= What to produce =
Set the listing down exactly; no pictures.
"""
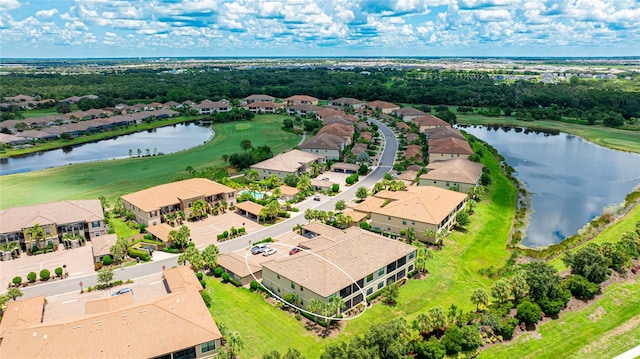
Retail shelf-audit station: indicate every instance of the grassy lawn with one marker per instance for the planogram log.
(261, 327)
(114, 178)
(603, 329)
(600, 135)
(610, 234)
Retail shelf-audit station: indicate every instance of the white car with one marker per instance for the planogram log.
(269, 251)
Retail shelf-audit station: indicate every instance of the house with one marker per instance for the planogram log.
(151, 206)
(263, 107)
(207, 107)
(258, 98)
(421, 208)
(407, 114)
(79, 218)
(448, 174)
(116, 326)
(442, 132)
(300, 99)
(352, 265)
(302, 109)
(448, 148)
(383, 106)
(347, 102)
(293, 162)
(325, 144)
(427, 121)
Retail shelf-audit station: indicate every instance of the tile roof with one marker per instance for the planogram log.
(322, 271)
(456, 170)
(171, 193)
(288, 162)
(17, 218)
(449, 145)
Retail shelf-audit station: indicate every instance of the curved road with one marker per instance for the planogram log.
(385, 164)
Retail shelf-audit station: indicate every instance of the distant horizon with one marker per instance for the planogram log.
(82, 29)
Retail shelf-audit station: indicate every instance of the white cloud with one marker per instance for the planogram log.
(46, 13)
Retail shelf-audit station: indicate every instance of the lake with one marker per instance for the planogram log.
(571, 180)
(161, 140)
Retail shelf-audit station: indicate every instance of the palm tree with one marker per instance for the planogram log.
(35, 234)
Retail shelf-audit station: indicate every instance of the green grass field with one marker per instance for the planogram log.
(114, 178)
(600, 135)
(603, 329)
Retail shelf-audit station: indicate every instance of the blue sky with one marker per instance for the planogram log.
(151, 28)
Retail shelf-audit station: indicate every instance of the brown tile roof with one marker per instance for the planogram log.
(442, 132)
(449, 145)
(288, 162)
(136, 331)
(430, 120)
(359, 254)
(423, 204)
(17, 218)
(250, 207)
(171, 193)
(457, 170)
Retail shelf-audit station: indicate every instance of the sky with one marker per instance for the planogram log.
(256, 28)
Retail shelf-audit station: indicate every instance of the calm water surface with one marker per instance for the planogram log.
(160, 140)
(572, 180)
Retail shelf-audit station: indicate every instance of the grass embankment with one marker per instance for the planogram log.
(50, 145)
(114, 178)
(604, 136)
(611, 234)
(452, 279)
(603, 329)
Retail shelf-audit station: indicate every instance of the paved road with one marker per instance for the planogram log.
(327, 204)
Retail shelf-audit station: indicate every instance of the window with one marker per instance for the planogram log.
(208, 346)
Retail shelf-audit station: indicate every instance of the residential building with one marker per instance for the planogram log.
(420, 208)
(293, 162)
(300, 99)
(78, 217)
(258, 98)
(383, 106)
(459, 172)
(118, 326)
(448, 148)
(151, 206)
(325, 144)
(407, 114)
(263, 107)
(346, 102)
(207, 107)
(352, 265)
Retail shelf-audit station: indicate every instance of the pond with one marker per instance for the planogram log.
(156, 141)
(571, 180)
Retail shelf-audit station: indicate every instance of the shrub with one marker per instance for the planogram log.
(31, 277)
(106, 260)
(528, 312)
(45, 274)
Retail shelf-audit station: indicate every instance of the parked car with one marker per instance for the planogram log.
(123, 291)
(269, 251)
(259, 248)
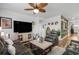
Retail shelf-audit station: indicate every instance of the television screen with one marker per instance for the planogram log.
(21, 27)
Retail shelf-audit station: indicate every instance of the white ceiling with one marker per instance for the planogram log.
(53, 9)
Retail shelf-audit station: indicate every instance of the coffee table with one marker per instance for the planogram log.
(42, 48)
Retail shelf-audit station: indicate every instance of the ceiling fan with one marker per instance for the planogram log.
(37, 7)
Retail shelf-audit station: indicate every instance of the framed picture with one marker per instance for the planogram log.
(6, 23)
(52, 23)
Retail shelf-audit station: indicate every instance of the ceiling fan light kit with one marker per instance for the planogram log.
(36, 11)
(37, 7)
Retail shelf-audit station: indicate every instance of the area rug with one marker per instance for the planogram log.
(57, 51)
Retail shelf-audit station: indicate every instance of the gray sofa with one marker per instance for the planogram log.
(52, 37)
(73, 48)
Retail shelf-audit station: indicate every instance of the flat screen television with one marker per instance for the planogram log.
(22, 27)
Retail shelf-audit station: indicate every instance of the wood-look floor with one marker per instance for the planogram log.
(66, 41)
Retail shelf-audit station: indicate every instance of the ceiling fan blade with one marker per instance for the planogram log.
(28, 9)
(42, 5)
(42, 10)
(33, 5)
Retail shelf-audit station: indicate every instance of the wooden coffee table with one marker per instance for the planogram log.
(43, 48)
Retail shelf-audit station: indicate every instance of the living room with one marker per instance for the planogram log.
(29, 32)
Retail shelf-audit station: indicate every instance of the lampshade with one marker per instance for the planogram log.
(35, 11)
(0, 28)
(2, 33)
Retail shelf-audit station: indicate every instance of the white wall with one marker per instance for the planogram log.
(14, 16)
(39, 22)
(42, 31)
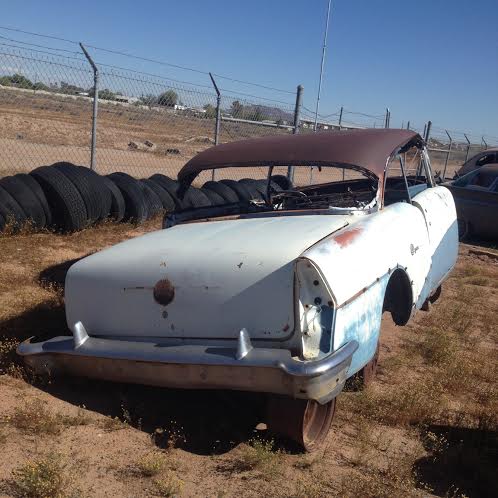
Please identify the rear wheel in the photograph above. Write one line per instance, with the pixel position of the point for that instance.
(306, 422)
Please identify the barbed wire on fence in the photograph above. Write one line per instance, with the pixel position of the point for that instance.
(147, 122)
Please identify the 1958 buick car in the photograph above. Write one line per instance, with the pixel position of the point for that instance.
(281, 294)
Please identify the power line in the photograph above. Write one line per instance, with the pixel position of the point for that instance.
(146, 59)
(39, 46)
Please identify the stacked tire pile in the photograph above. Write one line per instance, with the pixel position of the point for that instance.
(67, 198)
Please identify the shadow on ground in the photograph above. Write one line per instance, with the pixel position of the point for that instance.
(465, 464)
(202, 422)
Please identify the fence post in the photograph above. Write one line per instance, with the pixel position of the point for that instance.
(218, 117)
(93, 156)
(297, 120)
(468, 147)
(447, 154)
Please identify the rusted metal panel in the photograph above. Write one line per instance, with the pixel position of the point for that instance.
(204, 280)
(364, 149)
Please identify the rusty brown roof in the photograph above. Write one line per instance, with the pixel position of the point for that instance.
(368, 149)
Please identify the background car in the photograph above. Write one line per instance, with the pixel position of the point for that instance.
(476, 200)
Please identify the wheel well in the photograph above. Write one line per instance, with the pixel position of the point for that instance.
(398, 298)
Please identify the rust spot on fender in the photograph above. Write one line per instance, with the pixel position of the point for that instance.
(348, 236)
(164, 292)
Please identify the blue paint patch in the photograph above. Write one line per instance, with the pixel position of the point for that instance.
(360, 321)
(326, 323)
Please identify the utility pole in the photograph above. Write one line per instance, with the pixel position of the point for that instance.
(324, 49)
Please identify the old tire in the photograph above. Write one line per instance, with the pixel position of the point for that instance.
(223, 190)
(11, 209)
(196, 198)
(117, 209)
(253, 188)
(282, 181)
(167, 202)
(66, 204)
(100, 190)
(31, 183)
(26, 199)
(85, 188)
(154, 204)
(243, 193)
(135, 204)
(306, 422)
(216, 199)
(171, 186)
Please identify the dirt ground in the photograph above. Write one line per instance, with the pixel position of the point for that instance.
(36, 129)
(426, 427)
"""
= Result =
Retail shelf-audit station: indicate every instance of the grassy lawn with one marker per instance for the planogram log.
(261, 327)
(114, 178)
(603, 329)
(600, 135)
(610, 234)
Retail shelf-audit station: indicate every instance of the white car with one marker per instance for the planogram log.
(269, 251)
Retail shelf-audit station: indicate every instance of the house with one marker per instance for the planogram log.
(151, 206)
(263, 107)
(207, 107)
(258, 98)
(421, 208)
(407, 114)
(79, 218)
(448, 174)
(116, 326)
(442, 132)
(300, 99)
(352, 265)
(302, 109)
(448, 148)
(383, 106)
(347, 102)
(293, 162)
(325, 144)
(427, 121)
Retail shelf-audit station: indicate every instance of the tile roof with one marker per instance for the planogram log.
(322, 271)
(456, 170)
(171, 193)
(288, 162)
(17, 218)
(449, 145)
Retail shelf-audit station: indicate every instance of the curved road with one marker per instance for the planogram log.
(385, 164)
Retail shelf-audit station: indicate every instance of the distant horizon with one marker per instance for the planogram log.
(82, 29)
Retail shelf-audit station: indicate every instance of the white cloud with one marker per instance for the planogram log.
(46, 13)
Retail shelf-audit station: indicate every instance of the lake with one marker per instance for the planogram log.
(571, 180)
(161, 140)
Retail shelf-audit station: indicate every instance of the palm tree with one marker per instance for the planogram log.
(35, 234)
Retail shelf-audit station: indicate every instance of the green grass field with one marker per instance for the planogram log.
(114, 178)
(600, 135)
(603, 329)
Retail shelf-audit station: indicate every instance of the blue sky with one marker per instance for the planogram log.
(151, 28)
Retail shelf-audit station: indicate every instance of the brown tile roof with one marker per instance for the planogram log.
(442, 132)
(449, 145)
(288, 162)
(136, 331)
(430, 120)
(359, 254)
(423, 204)
(17, 218)
(250, 207)
(171, 193)
(457, 170)
Retail shelf-audit station: indicate every instance of the sky with one marker per instance for the planogram log.
(256, 28)
Retail shelf-audit station: indicate every instance of the calm water surface with one marker per instance for the planogram log.
(160, 140)
(572, 180)
Retail shelf-audit station: indicate every instance of the grass embankment with one marker per instance for the planogram log.
(50, 145)
(114, 178)
(604, 136)
(611, 234)
(452, 279)
(603, 329)
Retail shelf-audit station: indicate every instance of the paved road with one marker per instance for the planogram log.
(327, 204)
Retail shelf-audit station: indicate every instance of the window with one marker per instance for the planogram log.
(208, 346)
Retail shelf-audit station: indicate every instance of the residential building with one marker per instance for the planogram log.
(420, 208)
(293, 162)
(300, 99)
(78, 217)
(258, 98)
(383, 106)
(459, 172)
(118, 326)
(448, 148)
(151, 206)
(325, 144)
(407, 114)
(263, 107)
(346, 102)
(207, 107)
(352, 265)
Retail shelf-audit station: indicate every instance of the pond with one marker per instance for the planogram log.
(156, 141)
(571, 180)
Retail shelf-audit station: indicate every instance of the shrub with one marker per instance for the planogram log.
(31, 277)
(106, 260)
(528, 312)
(45, 274)
Retail shelf-audit station: indicate every instance of the parked car with one marker per instance for the planogram log.
(123, 291)
(269, 251)
(259, 248)
Retail shelf-audit station: indicate every instance of the television screen with one marker per instance for the planogram log.
(21, 27)
Retail shelf-audit station: indicate every instance of the white ceiling with one marker per instance for the planogram log.
(53, 9)
Retail shelf-audit station: indicate every instance of the coffee table with one marker per instance for the planogram log.
(42, 48)
Retail shelf-audit station: indicate every instance of the ceiling fan with one marker per instance for the planogram log.
(37, 7)
Retail shelf-audit station: indicate every instance of the framed picture with one marker per instance for the planogram log.
(6, 23)
(52, 23)
Retail shelf-audit station: indicate every instance of the ceiling fan light kit with one marker per instance for the planogram log.
(36, 11)
(37, 7)
Retail shelf-audit station: indicate every instance of the area rug with one marker per instance for the planogram log.
(57, 51)
Retail shelf-audit station: indicate every instance of the gray sofa with one marker per instance for the planogram log.
(52, 37)
(73, 48)
Retail shelf-audit station: indicate every instance of the flat screen television with one marker per instance for the planogram log.
(22, 27)
Retail shelf-audit station: indicate every instance of the wood-look floor with one marker per instance for the planogram log.
(66, 41)
Retail shelf-audit station: indicate every instance of the ceiling fan blade with one marker per instance for the planogram log.
(28, 9)
(42, 5)
(42, 10)
(33, 5)
Retail shelf-audit station: indicate every instance of the wooden coffee table with one marker per instance for the planogram log.
(43, 48)
Retail shelf-audit station: indicate every instance of the living room with one marker per instance for the planogram log.
(29, 32)
Retail shelf-audit station: indicate every instance of the lampshade with one marker per instance for the planogram log.
(35, 11)
(0, 28)
(2, 33)
Retail shelf-audit station: indicate every instance of the white wall with one marker per instance for the planogram log.
(14, 16)
(39, 22)
(42, 31)
Please identify the rear wheel in the photograph above. Write one line per instance, with the pixel position of the point for that instance.
(306, 422)
Please identify the barbed wire on fence in the photograph above. Write one line per instance, with the pixel position of the point for that instance.
(147, 122)
Please identify the 1958 buick car in the photograph above. Write one line per instance, with the pixel position of the point for that instance.
(281, 294)
Please identify the power line in the photograph above. Write one line per instance, with the pixel position of the point for that instance.
(146, 59)
(39, 46)
Please identify the stacked tire pile in the photograph above. Write one line per instance, with the pixel position of the point for that instance.
(67, 198)
Please identify the shadow on ground in the photograph above. Write one line per instance, with the pixel position of the point for that instance.
(465, 464)
(202, 422)
Please identify the fence post in the photograph above. Write one line per instance, with the pixel position of the point for that instance.
(218, 117)
(93, 156)
(297, 120)
(468, 147)
(447, 154)
Please identify the rusted metal panel in the photograph above. Write one line per instance, with the pixel position of the point for that instance.
(204, 280)
(364, 149)
Please identify the rusty brown roof in the photograph above. Write one line per instance, with the pixel position of the point for that instance.
(368, 149)
Please identify the background car in the photograph above. Write one line per instance, with the pixel position of the point for that instance.
(476, 200)
Please identify the wheel well in the photograph above. Write one line per instance, with the pixel position of the point for that instance.
(398, 298)
Please identify the rust spot on fender in the photograph above. Write one line per instance, with the pixel position of the point for that instance.
(348, 236)
(164, 292)
Please identify the blue paint patch in the photograph above. Write one line per instance, with the pixel position of the point for that instance.
(360, 321)
(326, 323)
Please identify the utility pole in the photograph above. Write one line per instance, with the pixel position of the point for that instance.
(324, 49)
Please identify the old tire in the photograph above. Write one line per instance, with the pixel position of the point for that instance.
(223, 190)
(11, 209)
(196, 198)
(117, 209)
(253, 188)
(282, 181)
(167, 202)
(66, 204)
(100, 190)
(31, 183)
(26, 199)
(85, 188)
(154, 204)
(243, 193)
(135, 204)
(306, 422)
(216, 199)
(171, 186)
Please identify the dirt ground in the photograph above. Write one line per instance, with the pixel position of the point for that instance.
(36, 129)
(426, 427)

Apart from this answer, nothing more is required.